## START

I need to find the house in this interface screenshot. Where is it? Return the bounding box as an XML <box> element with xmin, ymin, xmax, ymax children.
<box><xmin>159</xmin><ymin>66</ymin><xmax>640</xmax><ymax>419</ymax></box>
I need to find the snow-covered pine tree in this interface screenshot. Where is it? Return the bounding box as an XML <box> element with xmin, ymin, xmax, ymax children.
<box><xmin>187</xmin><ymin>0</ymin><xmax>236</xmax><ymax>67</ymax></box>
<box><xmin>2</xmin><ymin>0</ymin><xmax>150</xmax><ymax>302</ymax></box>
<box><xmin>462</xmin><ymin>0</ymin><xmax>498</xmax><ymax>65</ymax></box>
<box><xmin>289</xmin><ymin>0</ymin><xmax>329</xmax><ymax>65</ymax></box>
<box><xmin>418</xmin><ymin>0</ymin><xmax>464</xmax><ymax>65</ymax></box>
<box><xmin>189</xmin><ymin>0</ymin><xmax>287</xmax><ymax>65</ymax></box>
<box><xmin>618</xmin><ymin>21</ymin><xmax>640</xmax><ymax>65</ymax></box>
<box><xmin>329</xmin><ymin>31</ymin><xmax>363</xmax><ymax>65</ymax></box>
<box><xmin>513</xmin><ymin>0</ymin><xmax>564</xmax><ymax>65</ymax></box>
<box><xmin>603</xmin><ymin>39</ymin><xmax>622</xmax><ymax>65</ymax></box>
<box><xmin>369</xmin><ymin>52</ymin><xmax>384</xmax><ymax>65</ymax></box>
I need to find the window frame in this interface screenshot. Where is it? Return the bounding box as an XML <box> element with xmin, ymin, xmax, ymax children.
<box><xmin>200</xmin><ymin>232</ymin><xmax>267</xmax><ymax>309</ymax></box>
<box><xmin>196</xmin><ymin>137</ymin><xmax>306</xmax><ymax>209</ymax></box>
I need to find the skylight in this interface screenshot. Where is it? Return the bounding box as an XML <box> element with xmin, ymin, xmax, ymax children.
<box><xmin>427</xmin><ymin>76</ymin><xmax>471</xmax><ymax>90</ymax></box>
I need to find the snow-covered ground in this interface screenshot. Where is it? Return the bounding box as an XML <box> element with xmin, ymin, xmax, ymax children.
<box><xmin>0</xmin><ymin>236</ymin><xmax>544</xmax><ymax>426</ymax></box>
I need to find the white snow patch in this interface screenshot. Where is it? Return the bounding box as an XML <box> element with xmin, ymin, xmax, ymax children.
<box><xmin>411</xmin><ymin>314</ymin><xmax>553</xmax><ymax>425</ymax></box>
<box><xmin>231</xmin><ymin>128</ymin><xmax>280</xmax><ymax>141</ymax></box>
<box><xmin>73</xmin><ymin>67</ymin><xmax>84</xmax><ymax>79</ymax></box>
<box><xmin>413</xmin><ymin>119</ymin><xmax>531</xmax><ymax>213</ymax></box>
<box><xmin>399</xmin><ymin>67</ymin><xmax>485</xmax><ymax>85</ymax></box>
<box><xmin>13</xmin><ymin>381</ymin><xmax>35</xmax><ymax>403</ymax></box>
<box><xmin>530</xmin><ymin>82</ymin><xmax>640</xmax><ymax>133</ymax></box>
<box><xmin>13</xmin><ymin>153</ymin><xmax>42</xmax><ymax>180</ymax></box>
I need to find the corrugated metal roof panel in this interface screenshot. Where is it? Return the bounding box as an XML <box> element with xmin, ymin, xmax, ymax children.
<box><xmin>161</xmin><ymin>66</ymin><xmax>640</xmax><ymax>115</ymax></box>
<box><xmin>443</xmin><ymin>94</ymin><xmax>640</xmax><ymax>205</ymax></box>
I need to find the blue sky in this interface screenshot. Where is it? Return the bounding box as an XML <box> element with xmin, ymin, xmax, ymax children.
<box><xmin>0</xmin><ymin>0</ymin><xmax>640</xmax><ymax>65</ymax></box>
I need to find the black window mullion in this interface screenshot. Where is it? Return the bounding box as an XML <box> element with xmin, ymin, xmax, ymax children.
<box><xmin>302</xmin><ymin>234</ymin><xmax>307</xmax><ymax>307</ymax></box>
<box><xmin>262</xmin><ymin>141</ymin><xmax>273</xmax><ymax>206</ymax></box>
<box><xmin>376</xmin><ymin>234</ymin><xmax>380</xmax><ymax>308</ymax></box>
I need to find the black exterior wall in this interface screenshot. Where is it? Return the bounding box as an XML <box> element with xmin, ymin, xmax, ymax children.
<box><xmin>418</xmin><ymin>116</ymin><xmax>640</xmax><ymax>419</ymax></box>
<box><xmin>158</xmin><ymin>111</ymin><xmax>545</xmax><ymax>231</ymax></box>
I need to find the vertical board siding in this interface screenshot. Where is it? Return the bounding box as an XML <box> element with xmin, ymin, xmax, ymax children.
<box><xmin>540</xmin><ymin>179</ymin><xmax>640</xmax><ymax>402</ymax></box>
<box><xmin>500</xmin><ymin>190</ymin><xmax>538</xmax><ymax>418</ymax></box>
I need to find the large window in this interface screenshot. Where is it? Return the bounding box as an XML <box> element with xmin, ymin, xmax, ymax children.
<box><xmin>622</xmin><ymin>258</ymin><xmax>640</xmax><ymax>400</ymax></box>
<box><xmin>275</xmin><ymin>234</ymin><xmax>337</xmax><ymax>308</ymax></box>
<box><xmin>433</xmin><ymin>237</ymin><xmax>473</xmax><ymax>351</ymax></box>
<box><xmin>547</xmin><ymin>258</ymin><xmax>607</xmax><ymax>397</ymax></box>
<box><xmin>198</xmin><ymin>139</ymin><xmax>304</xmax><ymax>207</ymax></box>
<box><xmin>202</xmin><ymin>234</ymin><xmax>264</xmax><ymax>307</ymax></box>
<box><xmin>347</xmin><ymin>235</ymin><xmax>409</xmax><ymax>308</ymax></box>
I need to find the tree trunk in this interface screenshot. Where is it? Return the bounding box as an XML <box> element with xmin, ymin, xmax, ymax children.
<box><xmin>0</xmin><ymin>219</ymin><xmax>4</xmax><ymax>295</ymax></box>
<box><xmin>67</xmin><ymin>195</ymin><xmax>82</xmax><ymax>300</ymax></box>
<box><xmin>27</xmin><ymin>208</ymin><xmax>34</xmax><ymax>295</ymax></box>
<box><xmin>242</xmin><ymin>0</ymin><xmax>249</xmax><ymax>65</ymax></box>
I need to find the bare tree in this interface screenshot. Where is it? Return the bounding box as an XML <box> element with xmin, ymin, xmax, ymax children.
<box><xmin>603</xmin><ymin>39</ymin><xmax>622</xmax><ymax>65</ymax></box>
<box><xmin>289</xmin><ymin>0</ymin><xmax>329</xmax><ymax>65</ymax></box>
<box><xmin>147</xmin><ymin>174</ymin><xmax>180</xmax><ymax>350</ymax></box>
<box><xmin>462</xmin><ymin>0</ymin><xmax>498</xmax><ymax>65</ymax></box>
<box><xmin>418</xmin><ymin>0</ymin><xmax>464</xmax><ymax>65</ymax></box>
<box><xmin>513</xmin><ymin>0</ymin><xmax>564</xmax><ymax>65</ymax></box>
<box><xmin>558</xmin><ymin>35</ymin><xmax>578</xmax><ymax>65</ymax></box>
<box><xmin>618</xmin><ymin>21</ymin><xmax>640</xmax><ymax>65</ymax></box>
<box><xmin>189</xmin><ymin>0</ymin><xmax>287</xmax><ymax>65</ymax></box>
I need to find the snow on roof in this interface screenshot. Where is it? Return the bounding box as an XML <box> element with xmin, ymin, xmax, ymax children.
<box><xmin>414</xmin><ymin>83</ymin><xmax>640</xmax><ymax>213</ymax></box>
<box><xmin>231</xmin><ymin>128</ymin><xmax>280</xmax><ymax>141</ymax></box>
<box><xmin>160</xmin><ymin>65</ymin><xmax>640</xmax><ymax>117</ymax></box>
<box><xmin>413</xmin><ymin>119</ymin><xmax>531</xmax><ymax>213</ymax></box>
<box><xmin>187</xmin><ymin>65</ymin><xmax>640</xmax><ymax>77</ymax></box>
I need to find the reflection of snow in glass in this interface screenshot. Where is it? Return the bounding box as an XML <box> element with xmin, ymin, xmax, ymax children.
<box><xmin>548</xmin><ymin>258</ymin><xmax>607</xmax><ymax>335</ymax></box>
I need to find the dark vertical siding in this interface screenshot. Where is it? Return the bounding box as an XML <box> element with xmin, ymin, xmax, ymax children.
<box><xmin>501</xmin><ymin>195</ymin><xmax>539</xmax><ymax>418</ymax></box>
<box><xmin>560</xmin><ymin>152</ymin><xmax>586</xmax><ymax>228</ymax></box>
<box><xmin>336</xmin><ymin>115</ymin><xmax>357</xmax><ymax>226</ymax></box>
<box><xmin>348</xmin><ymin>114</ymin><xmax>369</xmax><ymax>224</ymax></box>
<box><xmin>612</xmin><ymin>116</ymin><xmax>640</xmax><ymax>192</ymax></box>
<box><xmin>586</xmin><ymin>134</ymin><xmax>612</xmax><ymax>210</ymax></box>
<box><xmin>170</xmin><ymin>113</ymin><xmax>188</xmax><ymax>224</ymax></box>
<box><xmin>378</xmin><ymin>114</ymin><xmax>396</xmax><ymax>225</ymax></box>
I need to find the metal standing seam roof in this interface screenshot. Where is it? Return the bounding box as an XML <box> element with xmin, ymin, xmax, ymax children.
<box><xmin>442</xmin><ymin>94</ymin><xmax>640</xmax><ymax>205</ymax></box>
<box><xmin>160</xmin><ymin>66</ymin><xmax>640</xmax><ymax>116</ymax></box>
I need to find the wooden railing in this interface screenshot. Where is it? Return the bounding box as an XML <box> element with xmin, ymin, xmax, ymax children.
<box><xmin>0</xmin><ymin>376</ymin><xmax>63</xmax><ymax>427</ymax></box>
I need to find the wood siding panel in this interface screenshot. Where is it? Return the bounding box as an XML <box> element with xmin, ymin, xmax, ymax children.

## END

The exercise
Reproduce the rows from the line containing "I need to find the metal" through the last row, replacing "wooden railing" with "wooden fence" and leaving everything else unchanged.

Task response
I need to find the metal standing seam roof in this interface screenshot. Where is it? Return the bounding box as an XML <box> element with xmin, ymin, xmax, ymax children.
<box><xmin>442</xmin><ymin>94</ymin><xmax>640</xmax><ymax>205</ymax></box>
<box><xmin>160</xmin><ymin>66</ymin><xmax>640</xmax><ymax>116</ymax></box>
I need to find the wooden fence in this interface screenshot. Where is it? Return the bounding box as an XML <box> element with xmin, ymin, xmax, ymax children.
<box><xmin>0</xmin><ymin>376</ymin><xmax>63</xmax><ymax>427</ymax></box>
I need to find the wood siding panel in this interface screenshot. Where is it? Return the bounding box as an XML <box> element with xmin, ymin, xmax, ymax children.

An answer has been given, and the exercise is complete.